**TASK PROMPT**. From the entries below, reproduce exactly the line containing "Would you be able to tag each instance of the village", the line containing "Target: metal roof", and every line in between, with nothing added.
═══ INFORMATION ═══
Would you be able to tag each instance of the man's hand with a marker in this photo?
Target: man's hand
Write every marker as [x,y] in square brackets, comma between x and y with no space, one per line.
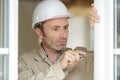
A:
[71,58]
[93,17]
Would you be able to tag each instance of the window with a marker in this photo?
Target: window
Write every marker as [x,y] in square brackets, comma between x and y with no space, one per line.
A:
[8,39]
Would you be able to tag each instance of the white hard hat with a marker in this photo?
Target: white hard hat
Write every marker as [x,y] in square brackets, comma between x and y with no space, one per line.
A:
[49,9]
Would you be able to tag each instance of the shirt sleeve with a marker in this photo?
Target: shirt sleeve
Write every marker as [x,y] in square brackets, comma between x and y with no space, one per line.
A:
[54,72]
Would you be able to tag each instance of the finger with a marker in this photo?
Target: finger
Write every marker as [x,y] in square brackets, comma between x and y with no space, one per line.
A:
[82,53]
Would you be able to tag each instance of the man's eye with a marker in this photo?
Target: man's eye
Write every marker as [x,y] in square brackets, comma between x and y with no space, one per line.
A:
[66,27]
[55,29]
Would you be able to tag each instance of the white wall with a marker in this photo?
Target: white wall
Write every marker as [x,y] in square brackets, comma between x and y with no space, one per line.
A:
[27,37]
[79,32]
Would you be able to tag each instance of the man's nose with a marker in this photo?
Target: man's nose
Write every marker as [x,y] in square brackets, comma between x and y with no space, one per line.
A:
[64,33]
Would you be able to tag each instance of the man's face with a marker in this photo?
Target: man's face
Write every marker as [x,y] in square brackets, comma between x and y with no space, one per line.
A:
[55,33]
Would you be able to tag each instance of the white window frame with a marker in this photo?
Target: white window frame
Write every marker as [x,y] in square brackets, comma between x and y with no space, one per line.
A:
[103,41]
[13,39]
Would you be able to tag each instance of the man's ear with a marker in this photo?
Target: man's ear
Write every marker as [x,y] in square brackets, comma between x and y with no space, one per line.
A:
[39,33]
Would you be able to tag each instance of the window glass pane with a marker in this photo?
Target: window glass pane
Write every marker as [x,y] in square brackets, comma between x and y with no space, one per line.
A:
[4,67]
[4,39]
[117,67]
[1,23]
[4,28]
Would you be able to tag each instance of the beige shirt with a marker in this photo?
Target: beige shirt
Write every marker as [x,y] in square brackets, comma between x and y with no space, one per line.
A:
[36,66]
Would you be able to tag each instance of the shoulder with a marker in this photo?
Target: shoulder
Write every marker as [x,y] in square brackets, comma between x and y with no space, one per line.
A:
[28,55]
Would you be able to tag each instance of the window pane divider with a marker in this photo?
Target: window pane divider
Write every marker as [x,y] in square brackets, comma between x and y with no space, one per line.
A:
[3,50]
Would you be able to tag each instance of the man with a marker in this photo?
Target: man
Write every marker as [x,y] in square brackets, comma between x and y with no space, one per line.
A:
[52,60]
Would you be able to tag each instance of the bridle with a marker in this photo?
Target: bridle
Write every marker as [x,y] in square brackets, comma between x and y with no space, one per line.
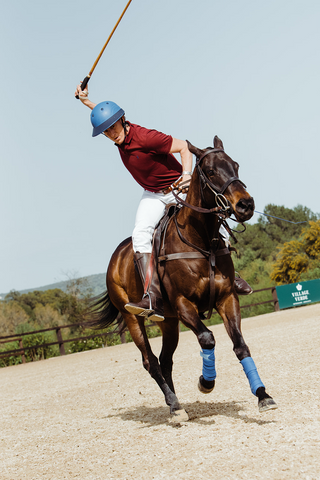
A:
[220,199]
[223,205]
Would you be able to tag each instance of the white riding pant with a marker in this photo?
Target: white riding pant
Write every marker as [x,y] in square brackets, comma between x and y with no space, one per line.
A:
[150,210]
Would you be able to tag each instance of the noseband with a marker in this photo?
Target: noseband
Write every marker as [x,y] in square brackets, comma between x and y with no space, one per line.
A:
[218,192]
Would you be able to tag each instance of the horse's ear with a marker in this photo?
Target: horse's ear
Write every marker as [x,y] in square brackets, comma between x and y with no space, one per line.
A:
[196,151]
[217,143]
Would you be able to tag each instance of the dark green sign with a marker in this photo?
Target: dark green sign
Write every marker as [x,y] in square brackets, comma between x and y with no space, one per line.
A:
[296,294]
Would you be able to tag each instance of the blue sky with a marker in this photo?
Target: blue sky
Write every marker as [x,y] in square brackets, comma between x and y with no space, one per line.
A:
[247,71]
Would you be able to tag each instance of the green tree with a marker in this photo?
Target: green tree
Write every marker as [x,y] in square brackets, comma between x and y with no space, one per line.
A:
[298,257]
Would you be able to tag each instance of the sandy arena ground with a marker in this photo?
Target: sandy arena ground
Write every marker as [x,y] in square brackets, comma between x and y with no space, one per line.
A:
[98,414]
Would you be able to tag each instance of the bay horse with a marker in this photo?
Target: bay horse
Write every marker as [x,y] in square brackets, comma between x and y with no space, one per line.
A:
[196,273]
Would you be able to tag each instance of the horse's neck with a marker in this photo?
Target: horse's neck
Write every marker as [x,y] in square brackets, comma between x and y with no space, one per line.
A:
[205,226]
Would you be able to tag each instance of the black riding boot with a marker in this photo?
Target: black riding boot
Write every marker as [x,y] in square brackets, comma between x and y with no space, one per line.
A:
[151,305]
[242,287]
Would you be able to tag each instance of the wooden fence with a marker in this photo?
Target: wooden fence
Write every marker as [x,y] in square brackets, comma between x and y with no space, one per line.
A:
[61,342]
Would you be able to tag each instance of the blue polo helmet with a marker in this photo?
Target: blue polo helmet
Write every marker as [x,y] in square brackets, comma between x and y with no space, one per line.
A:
[104,115]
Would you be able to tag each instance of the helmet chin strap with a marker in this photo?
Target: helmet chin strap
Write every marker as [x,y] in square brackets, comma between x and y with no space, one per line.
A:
[124,124]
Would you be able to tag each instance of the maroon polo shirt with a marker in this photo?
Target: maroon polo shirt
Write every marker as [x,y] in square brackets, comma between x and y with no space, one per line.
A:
[145,153]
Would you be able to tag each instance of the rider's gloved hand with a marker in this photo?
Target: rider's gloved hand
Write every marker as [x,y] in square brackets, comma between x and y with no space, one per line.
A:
[83,94]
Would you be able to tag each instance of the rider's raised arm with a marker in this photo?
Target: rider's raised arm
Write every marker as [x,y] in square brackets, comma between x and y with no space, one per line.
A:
[83,96]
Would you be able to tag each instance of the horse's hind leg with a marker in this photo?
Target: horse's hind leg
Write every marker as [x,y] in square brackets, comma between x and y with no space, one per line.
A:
[150,362]
[229,310]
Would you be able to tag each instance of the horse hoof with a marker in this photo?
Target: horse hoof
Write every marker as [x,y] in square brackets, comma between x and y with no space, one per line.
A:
[179,416]
[267,404]
[205,386]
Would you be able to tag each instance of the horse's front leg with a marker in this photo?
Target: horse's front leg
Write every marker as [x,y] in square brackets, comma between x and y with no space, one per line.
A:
[229,311]
[170,339]
[189,316]
[150,362]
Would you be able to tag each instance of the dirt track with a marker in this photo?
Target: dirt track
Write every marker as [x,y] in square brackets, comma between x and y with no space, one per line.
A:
[98,415]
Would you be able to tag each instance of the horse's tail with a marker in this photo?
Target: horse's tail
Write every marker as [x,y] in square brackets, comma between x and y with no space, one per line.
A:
[101,313]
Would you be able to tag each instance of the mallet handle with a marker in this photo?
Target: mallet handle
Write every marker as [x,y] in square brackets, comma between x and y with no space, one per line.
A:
[86,80]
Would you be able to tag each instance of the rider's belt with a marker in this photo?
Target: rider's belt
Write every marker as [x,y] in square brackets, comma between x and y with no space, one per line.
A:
[169,189]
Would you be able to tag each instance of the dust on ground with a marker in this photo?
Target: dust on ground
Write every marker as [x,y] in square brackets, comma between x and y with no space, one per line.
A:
[98,415]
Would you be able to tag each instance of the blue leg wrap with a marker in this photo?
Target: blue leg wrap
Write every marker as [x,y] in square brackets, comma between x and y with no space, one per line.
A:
[252,374]
[208,368]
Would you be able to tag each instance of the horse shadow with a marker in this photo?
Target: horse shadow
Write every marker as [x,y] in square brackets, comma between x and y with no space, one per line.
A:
[199,412]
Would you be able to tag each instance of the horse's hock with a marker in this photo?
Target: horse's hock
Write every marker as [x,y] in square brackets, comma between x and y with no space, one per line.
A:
[98,415]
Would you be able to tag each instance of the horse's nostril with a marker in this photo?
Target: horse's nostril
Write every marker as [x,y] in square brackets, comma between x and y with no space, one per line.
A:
[245,205]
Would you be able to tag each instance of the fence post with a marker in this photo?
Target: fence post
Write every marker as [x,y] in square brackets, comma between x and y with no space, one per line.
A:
[60,340]
[123,334]
[23,357]
[275,300]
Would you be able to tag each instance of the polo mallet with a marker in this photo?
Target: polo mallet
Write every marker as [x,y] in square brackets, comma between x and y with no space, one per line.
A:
[86,80]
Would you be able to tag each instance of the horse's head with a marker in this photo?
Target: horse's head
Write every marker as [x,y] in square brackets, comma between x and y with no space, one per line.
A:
[219,181]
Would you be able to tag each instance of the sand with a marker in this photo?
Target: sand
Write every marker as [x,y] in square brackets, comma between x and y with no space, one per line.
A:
[99,415]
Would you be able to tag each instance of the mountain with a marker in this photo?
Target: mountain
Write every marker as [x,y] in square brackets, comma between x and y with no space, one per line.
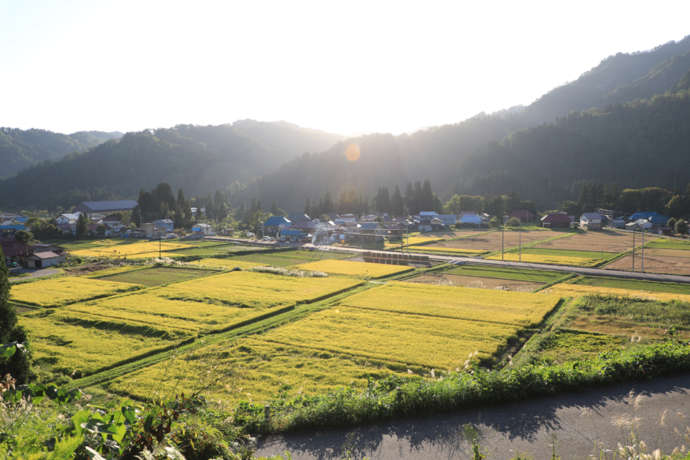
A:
[199,159]
[619,129]
[617,79]
[20,149]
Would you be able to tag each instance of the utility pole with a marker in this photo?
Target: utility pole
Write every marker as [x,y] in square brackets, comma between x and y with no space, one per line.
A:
[503,230]
[633,249]
[642,260]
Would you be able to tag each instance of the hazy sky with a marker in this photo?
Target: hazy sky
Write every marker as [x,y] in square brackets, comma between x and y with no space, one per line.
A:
[349,67]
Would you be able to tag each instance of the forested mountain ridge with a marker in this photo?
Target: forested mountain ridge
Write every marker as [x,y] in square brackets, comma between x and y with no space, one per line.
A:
[20,149]
[617,79]
[199,159]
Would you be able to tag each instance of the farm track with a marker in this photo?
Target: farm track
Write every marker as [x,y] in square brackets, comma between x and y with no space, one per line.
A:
[537,266]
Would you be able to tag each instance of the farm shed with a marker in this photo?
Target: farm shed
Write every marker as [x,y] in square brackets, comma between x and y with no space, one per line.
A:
[44,259]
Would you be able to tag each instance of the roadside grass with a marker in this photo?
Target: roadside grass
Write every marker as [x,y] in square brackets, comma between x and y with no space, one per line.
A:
[639,285]
[555,256]
[353,268]
[54,292]
[431,249]
[155,276]
[663,243]
[515,274]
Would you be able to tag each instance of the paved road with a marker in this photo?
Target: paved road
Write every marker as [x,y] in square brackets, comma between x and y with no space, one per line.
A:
[582,424]
[559,268]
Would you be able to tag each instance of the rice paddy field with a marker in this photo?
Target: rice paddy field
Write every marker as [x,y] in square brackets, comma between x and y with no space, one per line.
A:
[253,370]
[316,320]
[66,290]
[353,268]
[154,276]
[669,261]
[250,289]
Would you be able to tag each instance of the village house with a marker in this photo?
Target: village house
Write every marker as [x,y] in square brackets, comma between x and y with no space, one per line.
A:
[275,224]
[591,221]
[89,207]
[556,220]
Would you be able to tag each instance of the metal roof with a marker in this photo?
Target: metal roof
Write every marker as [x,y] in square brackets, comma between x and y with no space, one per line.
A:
[117,205]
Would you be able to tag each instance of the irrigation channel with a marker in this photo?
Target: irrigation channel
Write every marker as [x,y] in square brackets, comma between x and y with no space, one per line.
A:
[529,265]
[582,425]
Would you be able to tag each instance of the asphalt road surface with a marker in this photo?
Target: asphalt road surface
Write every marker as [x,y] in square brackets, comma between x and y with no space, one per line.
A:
[551,267]
[582,425]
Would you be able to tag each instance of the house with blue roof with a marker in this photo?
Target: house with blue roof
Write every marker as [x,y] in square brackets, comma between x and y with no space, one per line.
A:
[652,216]
[275,224]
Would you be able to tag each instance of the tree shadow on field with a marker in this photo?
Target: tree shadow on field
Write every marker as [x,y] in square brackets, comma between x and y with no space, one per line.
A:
[446,432]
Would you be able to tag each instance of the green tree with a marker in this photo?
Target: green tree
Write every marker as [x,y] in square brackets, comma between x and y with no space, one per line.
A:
[10,333]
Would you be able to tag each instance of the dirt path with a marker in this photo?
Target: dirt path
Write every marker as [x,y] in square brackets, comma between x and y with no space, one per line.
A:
[582,424]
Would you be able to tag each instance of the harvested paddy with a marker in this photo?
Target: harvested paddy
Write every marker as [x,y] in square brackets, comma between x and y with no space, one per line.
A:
[448,279]
[667,261]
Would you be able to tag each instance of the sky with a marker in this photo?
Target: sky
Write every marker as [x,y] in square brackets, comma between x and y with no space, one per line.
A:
[349,67]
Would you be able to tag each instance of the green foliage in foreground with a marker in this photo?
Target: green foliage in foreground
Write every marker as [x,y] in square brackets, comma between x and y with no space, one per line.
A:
[621,283]
[43,422]
[399,397]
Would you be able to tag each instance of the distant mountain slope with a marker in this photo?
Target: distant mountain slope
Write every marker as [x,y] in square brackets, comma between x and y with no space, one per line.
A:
[643,143]
[620,78]
[199,159]
[20,149]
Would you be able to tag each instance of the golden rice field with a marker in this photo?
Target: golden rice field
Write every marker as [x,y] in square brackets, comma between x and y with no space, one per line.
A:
[441,343]
[250,289]
[353,268]
[226,263]
[61,291]
[249,369]
[149,309]
[142,249]
[573,290]
[516,308]
[547,259]
[59,346]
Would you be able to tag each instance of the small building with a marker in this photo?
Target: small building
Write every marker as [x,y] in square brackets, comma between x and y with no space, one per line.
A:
[470,218]
[556,220]
[591,221]
[524,215]
[163,225]
[654,217]
[44,259]
[106,206]
[275,224]
[448,219]
[203,229]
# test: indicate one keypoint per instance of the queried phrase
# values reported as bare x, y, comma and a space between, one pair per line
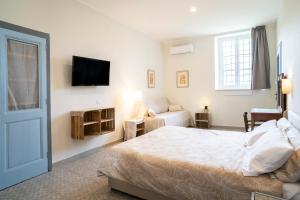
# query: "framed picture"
182, 79
151, 78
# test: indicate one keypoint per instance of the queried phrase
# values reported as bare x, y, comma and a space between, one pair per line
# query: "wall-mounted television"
90, 72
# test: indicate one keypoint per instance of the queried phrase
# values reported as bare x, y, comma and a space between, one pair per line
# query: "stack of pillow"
161, 105
273, 147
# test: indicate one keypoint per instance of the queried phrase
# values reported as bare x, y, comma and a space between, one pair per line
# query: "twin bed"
186, 163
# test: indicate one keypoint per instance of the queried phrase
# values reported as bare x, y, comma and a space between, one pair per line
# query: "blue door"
23, 108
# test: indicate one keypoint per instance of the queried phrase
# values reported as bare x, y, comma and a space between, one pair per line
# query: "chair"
248, 122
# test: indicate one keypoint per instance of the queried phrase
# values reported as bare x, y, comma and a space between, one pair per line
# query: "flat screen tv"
90, 72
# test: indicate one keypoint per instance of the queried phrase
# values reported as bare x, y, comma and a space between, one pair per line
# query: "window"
233, 61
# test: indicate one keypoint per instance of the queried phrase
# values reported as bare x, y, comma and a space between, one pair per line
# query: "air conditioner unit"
182, 49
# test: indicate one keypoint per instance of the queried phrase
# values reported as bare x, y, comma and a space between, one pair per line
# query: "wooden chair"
248, 122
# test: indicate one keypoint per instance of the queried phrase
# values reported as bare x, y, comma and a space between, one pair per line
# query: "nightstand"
202, 120
134, 128
262, 196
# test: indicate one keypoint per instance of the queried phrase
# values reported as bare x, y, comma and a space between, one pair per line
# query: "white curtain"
23, 83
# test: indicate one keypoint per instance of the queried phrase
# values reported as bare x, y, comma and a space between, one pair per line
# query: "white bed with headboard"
186, 163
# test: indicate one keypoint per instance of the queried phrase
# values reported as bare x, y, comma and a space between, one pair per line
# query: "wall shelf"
92, 122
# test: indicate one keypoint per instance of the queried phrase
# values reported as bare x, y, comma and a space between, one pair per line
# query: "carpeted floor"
74, 179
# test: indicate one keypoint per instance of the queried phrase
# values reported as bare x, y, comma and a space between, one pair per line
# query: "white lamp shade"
286, 86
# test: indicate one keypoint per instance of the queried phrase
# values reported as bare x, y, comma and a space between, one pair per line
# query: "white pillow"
267, 125
284, 124
269, 153
158, 105
151, 112
293, 135
174, 108
254, 135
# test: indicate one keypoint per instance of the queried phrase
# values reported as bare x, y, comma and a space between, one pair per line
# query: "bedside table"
262, 196
202, 120
134, 128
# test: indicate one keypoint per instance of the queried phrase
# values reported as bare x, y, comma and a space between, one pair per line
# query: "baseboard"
89, 152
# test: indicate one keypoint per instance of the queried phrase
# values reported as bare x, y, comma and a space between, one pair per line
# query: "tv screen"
90, 72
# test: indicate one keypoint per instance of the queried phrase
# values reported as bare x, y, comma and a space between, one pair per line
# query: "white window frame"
219, 66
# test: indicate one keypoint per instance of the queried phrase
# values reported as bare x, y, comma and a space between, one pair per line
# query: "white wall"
289, 34
78, 30
225, 110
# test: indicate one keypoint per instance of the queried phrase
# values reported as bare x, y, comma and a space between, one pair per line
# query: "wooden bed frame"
151, 195
133, 190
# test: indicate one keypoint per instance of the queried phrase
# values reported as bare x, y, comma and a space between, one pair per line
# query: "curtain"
23, 84
260, 59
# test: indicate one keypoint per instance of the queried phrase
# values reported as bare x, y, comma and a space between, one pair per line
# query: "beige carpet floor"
73, 179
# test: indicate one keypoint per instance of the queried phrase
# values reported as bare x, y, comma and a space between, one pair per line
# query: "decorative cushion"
174, 108
269, 153
290, 171
254, 135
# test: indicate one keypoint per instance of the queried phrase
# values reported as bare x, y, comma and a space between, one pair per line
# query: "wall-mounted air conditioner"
182, 49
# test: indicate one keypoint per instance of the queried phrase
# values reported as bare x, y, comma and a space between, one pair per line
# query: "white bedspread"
179, 118
186, 163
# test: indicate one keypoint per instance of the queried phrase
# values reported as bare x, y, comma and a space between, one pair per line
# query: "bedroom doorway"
24, 111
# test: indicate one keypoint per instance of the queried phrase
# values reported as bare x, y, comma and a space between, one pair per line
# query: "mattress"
179, 118
186, 163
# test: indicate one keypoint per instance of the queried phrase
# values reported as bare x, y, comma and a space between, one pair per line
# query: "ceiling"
170, 19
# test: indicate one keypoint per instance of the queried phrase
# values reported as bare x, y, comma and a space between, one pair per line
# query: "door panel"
23, 122
23, 137
22, 61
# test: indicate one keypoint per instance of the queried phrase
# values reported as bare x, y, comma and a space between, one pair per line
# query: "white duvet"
186, 163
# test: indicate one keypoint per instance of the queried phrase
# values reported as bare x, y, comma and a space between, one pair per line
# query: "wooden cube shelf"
92, 122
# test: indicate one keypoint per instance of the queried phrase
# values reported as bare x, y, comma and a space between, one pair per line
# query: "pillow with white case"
284, 124
254, 135
268, 154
═══
**EXERCISE SOLUTION**.
Would you be able to tag each instance of the village house with a marker in this photo?
Target: village house
Write every marker as [x,y] in square brackets, comma between x and y with no space, one per line.
A:
[275,224]
[591,221]
[89,207]
[556,220]
Would you be able to tag each instance of the metal roof with a marker in this photo?
Target: metal roof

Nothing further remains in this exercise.